* _Extract to read_
Interesting discussion of L. Neil Smith’s The Probability Broach by The Feral Historian, who has some interesting episodes. As my friend Rob Wicks noted, “I’ve never seen any of the review channels I watch review this.”
This is a review of and commentary on L. Neil Smith’s The Probability Broach, a libertarian/anarcho-capitalist sci-fi novel. The reviewer of course mangles things a bit, e.g. he takes patent and IP law for granted (as did Smith!),1 and he also mangles a bit the case against regulations of corporations: it is not only that if the company pollutes there might be physical retaliation; but even in a private-law society there would be law and the ability to sue for damage, as Rothbard pointed out in his classic “Law, Property Rights, and Air Pollution” (in Economic Controversies).
But it’s an interesting commentary on one of the libertarian sci-fi novels that is actually worth reading. Many (most?) libertarian novels are terrible, preachy, amateur, or downright unreadable, such as Vin Suprynowicz’s The Black Arrow: A Tale of the Resistance (2005), Dani and Eytan Kollin’s amateurish and nonsensical The Unincorporated Man (2010), and many others by L. Neil Smith himself which are either pulpy schlock or even worse, like the unreadable Hope (2001) by Aaron Zelman and Smith. There are others I just could not get into, e.g. Matthew Bruce Alexander’s Withur We, mostly because of the actual ridiculous title: Wĭthûr Wē. I recalled liking J. Neil Schulman’s Alongside Night when I read it in college, but re-reading it recently… it did not age well (and the movie version is horrible, just like the movie versions of Atlas Shrugged).

* _Provided material_
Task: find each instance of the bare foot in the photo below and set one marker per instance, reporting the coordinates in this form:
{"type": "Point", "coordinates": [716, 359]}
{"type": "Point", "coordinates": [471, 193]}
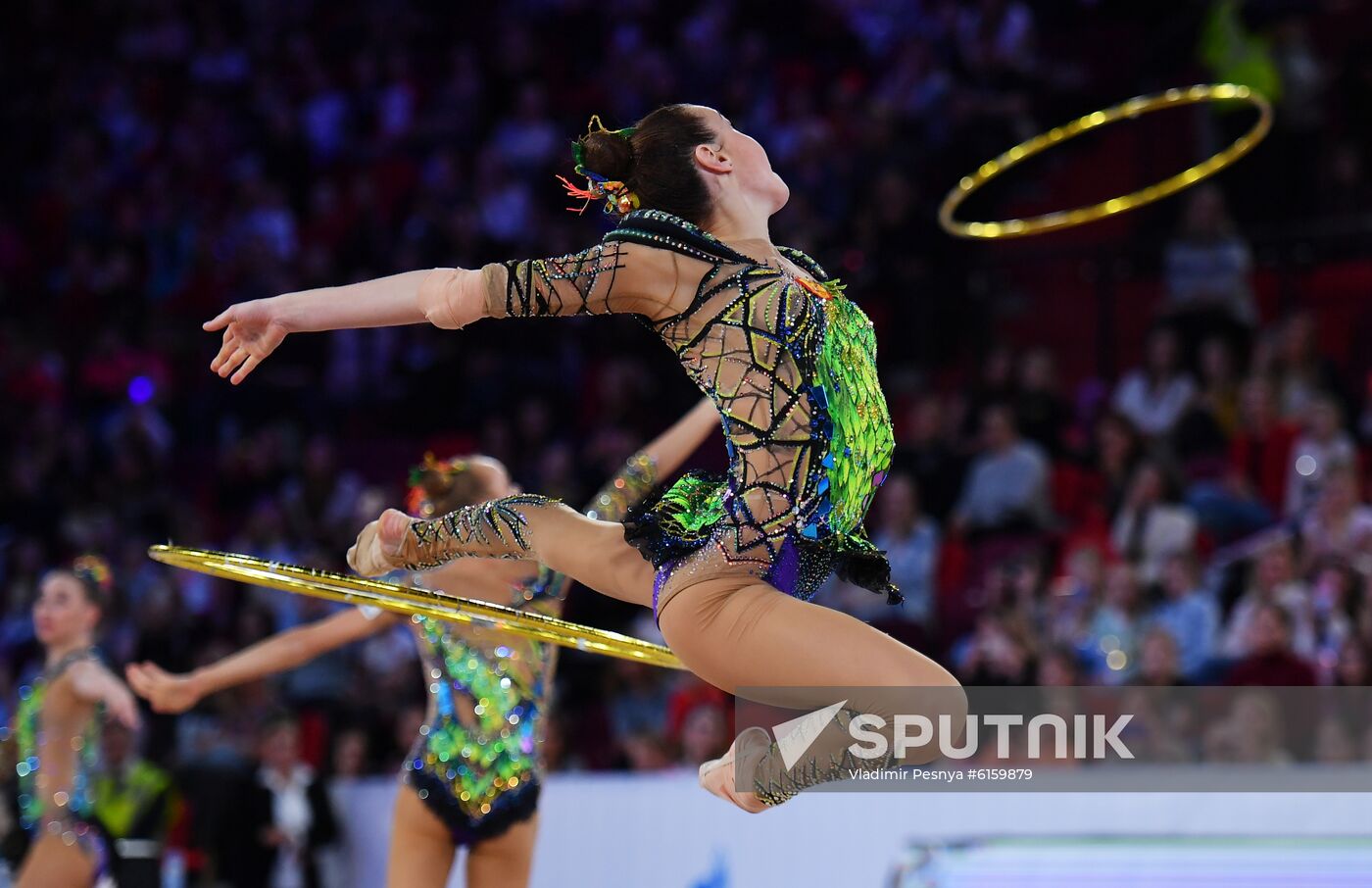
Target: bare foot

* _What you need to do_
Can you resume the commentary on libertarian sci-fi novels from where it stops? The lines above come from a separate source and are not part of the text.

* _Output_
Other libertarian or quasi-libertarian sci-fi novels actually worth reading are: Vernor Vinge’s A Fire Upon the Deep, A Deepness in the Sky, and Across Realtime, Heinlein’s The Moon is a Harsh Mistress, Ayn Rand’s sci-fi-adjacent Atlas Shrugged, John C. Wright’s sci-fi trilogy The Golden Age, Ira Levin’s This Perfect Day, Sean Gabb’s intriguing The Break, Daniel Suarez’s amazing Daemon (which would make a great movie). I’m sure there are a few others I haven’t read, or have forgotten, and YMMV.
In any case, The Probability Broach is part of Smith’s “North American Confederacy” (NAC) series, which also includes two others I quite enjoyed, The Gallatin Divergence and Tom Paine Maru (a great line: “’Constitution, Lucille,’ It was the first time that I had sworn in Confederate.”). The novel’s premise is that in this other time line Jefferson inserted the word “unanimous” into this line in the Declaration of Independence in 1776: “governments derive their just powers from the unanimous consent of the governed…”.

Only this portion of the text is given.